*Apply what you read*
1. In the hemp regulation article below, render this sentence into Spanish: "Under federal and most state regulations, cannabis plants with a THC level of 0.3 percent or lower are considered hemp."
2. Proceed with the hemp regulation article below, writing on from its last sentence.

The federal government is considering various regulations on the commercial harvesting of hemp, and hemp farmers are none too thrilled.
The U.S. Department of Agriculture (USDA) released an interim rule last October, nearly 11 months after 2018 Farm Bill legalized the production of industrial hemp. The rules dictate that hemp farmers must harvest within 15 days of testing their crop for THC. Farmers must then take samples from the top of the plant, where THC levels are the highest, and send them to a certified Drug Enforcement Administration (DEA) lab.
Under federal and most state regulations, cannabis plants with a THC level of 0.3 percent or lower are considered hemp. Crops that test above 0.3 percent for THC combined with THCA, a nonpsychoactive component of the plant, must be destroyed. Farmers whose crops repeatedly test above 0.5 percent could be suspended from growing hemp altogether.
In an attempt to gauge more feedback, the USDA extended its public comment period until the end of January. Many farmers expressed their skepticism about the pending regulations.

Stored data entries
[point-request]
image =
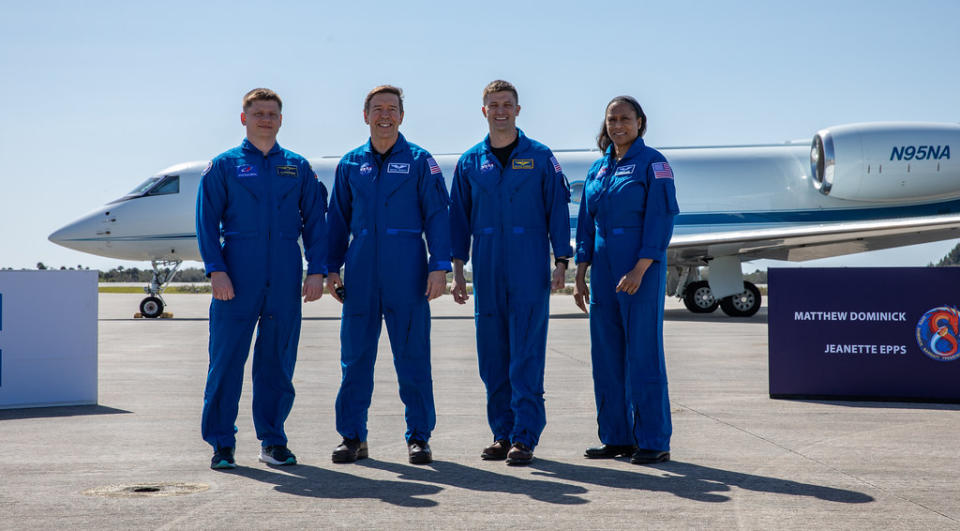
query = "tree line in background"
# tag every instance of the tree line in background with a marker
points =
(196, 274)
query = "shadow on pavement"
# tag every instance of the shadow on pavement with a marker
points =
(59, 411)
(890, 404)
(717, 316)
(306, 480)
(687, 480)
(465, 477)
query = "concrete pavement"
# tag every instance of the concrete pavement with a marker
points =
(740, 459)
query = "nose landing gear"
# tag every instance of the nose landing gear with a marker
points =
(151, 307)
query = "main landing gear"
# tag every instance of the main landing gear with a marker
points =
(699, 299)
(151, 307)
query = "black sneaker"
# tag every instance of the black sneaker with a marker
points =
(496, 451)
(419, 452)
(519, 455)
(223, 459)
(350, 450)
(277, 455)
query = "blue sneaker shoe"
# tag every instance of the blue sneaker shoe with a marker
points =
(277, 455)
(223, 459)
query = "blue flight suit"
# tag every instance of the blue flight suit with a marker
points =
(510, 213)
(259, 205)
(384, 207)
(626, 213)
* * *
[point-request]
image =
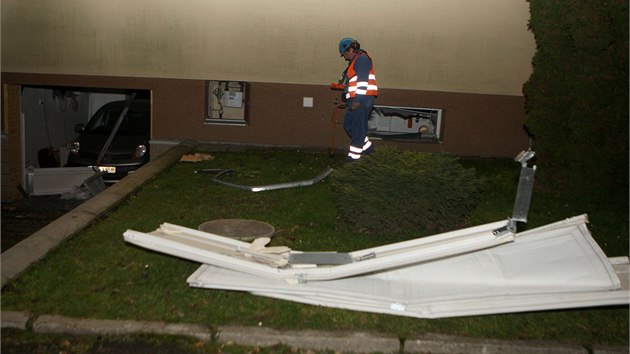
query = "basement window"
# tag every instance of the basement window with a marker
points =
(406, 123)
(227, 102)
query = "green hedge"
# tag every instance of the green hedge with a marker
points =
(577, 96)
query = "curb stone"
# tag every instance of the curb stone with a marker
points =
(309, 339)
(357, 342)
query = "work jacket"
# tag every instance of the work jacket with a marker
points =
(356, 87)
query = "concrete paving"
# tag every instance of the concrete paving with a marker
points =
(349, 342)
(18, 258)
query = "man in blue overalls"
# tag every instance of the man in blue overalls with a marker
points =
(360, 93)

*Numbered responses*
1. Según las regulaciones federales y las de la mayoría de los estados, las plantas de cannabis con un nivel de THC del 0,3 por ciento o menos se consideran cáñamo.

2.
"The 0.3 percent limit is fine if you give 30-40 days to harvest afterward," wrote Minnesotan hemp farmer Jeremy Sauerssig. "The 15 days is fine if you raise the total THC limitations." He doubted that these requirements can work for any geographical location.
Susan Corbett from Virginia suggested that the USDA raise the THC limit to 1 percent. "No one is getting high on 1% THC," she said. "That latitude will allow farmers to grow plants with 16% to 18% CBD, making this very stressful and labor-intensive crop worth the effort."
There is also confusion about whether the 15-day rule marks the beginning or end of the harvest period. Some hemp fields take multiple days to harvest, so they could miss the 15-day window even if they began cultivation before the allotted time. THC concentration typically increases as plants mature, so a crop could potentially rise above the threshold if the testing process isn't completed early enough in those 15 days.
"I would have to grow at least three times as many plants under the USDA rule to produce the same amount of CBD as I get out of one plant now," said Dennis Kulesza of Vermont.
"A reasonable and viable solution," Kulesza noted, "would be to allow certified testing laboratories to extract any THC-A from a crop when it is processed and turn it over to medical marijuana facilities such as hospitals and dispensaries."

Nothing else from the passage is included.